── Given text

Scientific classification
- Domain: Eukaryota
- Kingdom: Animalia
- Phylum: Chordata
- Class: Aves
- Order: Passeriformes
- Family: Mitrospingidae
- Genus: Lamprospiza Cabanis, 1847
- Species: L. melanoleuca
- Binomial name: Lamprospiza melanoleuca (Vieillot, 1817)
- Synonyms: Saltator melanoleucus Vieillot, 1817 Psaris habia Lesson, 1830

= Red-billed pied tanager =

- Genus: Lamprospiza
- Species: melanoleuca
- Authority: (Vieillot, 1817)
- Conservation status: LC
- Synonyms: Saltator melanoleucus Vieillot, 1817, Psaris habia Lesson, 1830
- Parent authority: Cabanis, 1847

Species of bird

The red-billed pied tanager (Lamprospiza melanoleuca) is a species of bird in the family Mitrospingidae. It is found in Bolivia, Brazil, French Guiana, Guyana, Peru and Suriname. Placed in family Thraupidae, the "true" tanagers, for over two centuries, the International Ornithological Committee reclassified this species to Mitrospingidae in 2018.

==Taxonomy and systematics==
French ornithologist Louis Pierre Vieillot described the red-billed pied tanager as Saltator melanoleucus in 1817. In 1823, English ornithologist John Latham called it the divaricated tanager, having seen a specimen in Lord Stanley's collection. French naturalist René Lesson called it Psaris habia in his work Centurie zoologique. English ornithologist George Robert Gray followed on by placing in the genus Tityra as T. habia in his Genera of Birds. German ornithologist Jean Cabanis defined the genus Lamprospiza in 1847, giving it the binomial name of Lamprospiza habia. Finally English zoologist Philip Sclater gave it its current name in 1856, synonymising the species descriptions to date.

The red-billed pied tanager and the three other species in family Mitrospingidae were previously placed in family Thraupidae, the "true" tanagers. A 2013 publication detailed how they did not belong there and proposed the new family for them. The North and South American Classification Committees of the American Ornithological Society accepted the new placement in July 2017 and March 2019, respectively. The International Ornithological Committee (IOC) followed suit in January 2018.

The red-billed pied tanager is the only member of its genus and has no subspecies.

==Description==
The red-billed pied tanager is 17 to 18 cm long and weighs 24 to 42 g. The male's head and upper parts are glossy blue-black, its throat and chest black, and the rest of the underparts white. The female is similar but the nape, back, and rump are gray. Both have the eponymous red bill. The juvenile is quite different; it has a black bill and head. Its upper back is white and the lower back mottled black and white. The underparts are white with some black mixed in.

==Distribution and habitat==
The red-billed pied tanager is found in the upper Amazon Basin from eastern and southeastern Peru and northern Bolivia east to central Brazil and north into the Guianas. There it inhabits the canopy and emergent trees of humid terra firme forest up to about 900 m elevation. It can also be found on the edges of the forest.

==Behavior==
===Feeding===
The red-billed pied tanager's diet includes berries, seeds, beetles, and Cecropia catkins. It typically forages in groups of three to eight individuals that may associate with mixed-species feeding flocks. It hops between branches and occasionally sallies out for flying prey.

===Breeding===
Very little has been published about the red-billed pied tanager's breeding phenology. A female was seen on a nest in Brazil's Amazonas state in February. Fledged young were seen in Mato Grosso in June and in Amazonas in September.

===Vocalization===

The red-billed pied tanager's song is complex, "a semi-musical but jumbled series". Flocks give a call rendered as "ééé-ééh...ééé-ééé-ééh...ééé-ééh-yuu...".

==Status==
The IUCN has assessed the red-billed pied tanager as being of Least Concern. It has a "reasonably large range, and no obvious threats."

────
── Supplied information

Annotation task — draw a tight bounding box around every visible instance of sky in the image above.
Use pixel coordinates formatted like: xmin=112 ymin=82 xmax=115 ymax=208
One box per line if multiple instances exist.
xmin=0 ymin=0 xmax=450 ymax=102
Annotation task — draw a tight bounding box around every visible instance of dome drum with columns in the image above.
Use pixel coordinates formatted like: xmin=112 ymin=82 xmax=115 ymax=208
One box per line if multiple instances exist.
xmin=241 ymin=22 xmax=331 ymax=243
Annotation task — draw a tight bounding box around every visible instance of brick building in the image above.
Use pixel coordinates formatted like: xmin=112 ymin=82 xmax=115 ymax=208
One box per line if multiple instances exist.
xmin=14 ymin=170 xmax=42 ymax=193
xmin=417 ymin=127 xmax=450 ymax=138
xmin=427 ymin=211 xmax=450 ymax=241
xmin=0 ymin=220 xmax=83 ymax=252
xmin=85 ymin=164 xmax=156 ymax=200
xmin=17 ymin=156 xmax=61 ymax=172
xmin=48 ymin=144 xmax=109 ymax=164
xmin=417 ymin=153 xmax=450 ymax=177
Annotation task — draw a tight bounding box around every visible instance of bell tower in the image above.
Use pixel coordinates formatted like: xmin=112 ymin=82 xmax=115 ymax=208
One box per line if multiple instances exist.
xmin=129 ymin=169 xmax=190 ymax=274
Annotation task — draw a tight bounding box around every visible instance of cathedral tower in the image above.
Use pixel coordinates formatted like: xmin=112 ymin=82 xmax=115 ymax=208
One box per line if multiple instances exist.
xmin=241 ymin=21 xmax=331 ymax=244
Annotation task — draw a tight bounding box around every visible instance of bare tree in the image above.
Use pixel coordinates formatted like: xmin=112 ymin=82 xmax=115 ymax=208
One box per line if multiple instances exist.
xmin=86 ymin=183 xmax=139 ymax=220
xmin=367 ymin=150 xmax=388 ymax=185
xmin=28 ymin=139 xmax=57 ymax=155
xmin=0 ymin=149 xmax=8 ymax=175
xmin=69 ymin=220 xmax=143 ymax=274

────
── Supplied information

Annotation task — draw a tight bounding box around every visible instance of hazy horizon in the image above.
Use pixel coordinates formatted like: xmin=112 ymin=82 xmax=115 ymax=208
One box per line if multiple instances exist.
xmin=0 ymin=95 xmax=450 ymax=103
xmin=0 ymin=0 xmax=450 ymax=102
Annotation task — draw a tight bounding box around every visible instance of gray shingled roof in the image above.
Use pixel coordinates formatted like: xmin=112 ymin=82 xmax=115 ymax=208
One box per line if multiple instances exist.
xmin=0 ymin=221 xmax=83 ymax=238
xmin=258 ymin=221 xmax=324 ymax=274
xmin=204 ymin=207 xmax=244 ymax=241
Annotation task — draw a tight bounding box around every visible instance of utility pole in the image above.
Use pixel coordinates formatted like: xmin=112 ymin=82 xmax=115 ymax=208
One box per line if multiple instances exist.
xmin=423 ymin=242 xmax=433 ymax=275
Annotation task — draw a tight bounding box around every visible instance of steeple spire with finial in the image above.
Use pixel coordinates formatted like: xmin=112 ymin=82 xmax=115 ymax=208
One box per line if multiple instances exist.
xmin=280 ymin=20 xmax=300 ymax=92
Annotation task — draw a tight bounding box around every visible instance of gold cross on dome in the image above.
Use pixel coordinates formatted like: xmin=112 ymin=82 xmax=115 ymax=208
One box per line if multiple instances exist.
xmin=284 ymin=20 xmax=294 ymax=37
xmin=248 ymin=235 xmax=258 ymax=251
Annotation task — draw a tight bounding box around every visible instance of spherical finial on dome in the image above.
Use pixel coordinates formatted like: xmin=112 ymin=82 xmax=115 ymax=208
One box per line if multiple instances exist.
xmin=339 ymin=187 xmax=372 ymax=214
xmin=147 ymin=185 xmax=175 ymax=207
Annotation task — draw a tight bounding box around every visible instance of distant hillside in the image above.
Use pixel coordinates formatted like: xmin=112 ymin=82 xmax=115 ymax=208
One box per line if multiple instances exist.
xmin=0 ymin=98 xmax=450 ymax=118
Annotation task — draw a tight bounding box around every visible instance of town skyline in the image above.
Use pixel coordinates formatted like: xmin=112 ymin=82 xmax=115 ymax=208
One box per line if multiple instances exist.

────

--- Using the information ---
1. From the tanager text, reproduce the passage starting at "The red-billed pied tanager (Lamprospiza" and ending at "Mitrospingidae in 2018.".
2. Answer these questions from the tanager text:
(a) How much does the red-billed pied tanager weigh?
(b) Up to about what elevation does it inhabit humid terra firme forest?
(c) How many individuals are typically in its foraging groups?

--- Results of the exercise ---
1.
The red-billed pied tanager (Lamprospiza melanoleuca) is a species of bird in the family Mitrospingidae. It is found in Bolivia, Brazil, French Guiana, Guyana, Peru and Suriname. Placed in family Thraupidae, the "true" tanagers, for over two centuries, the International Ornithological Committee reclassified this species to Mitrospingidae in 2018.

2.
(a) 24 to 42 g
(b) About 900 m
(c) Three to eight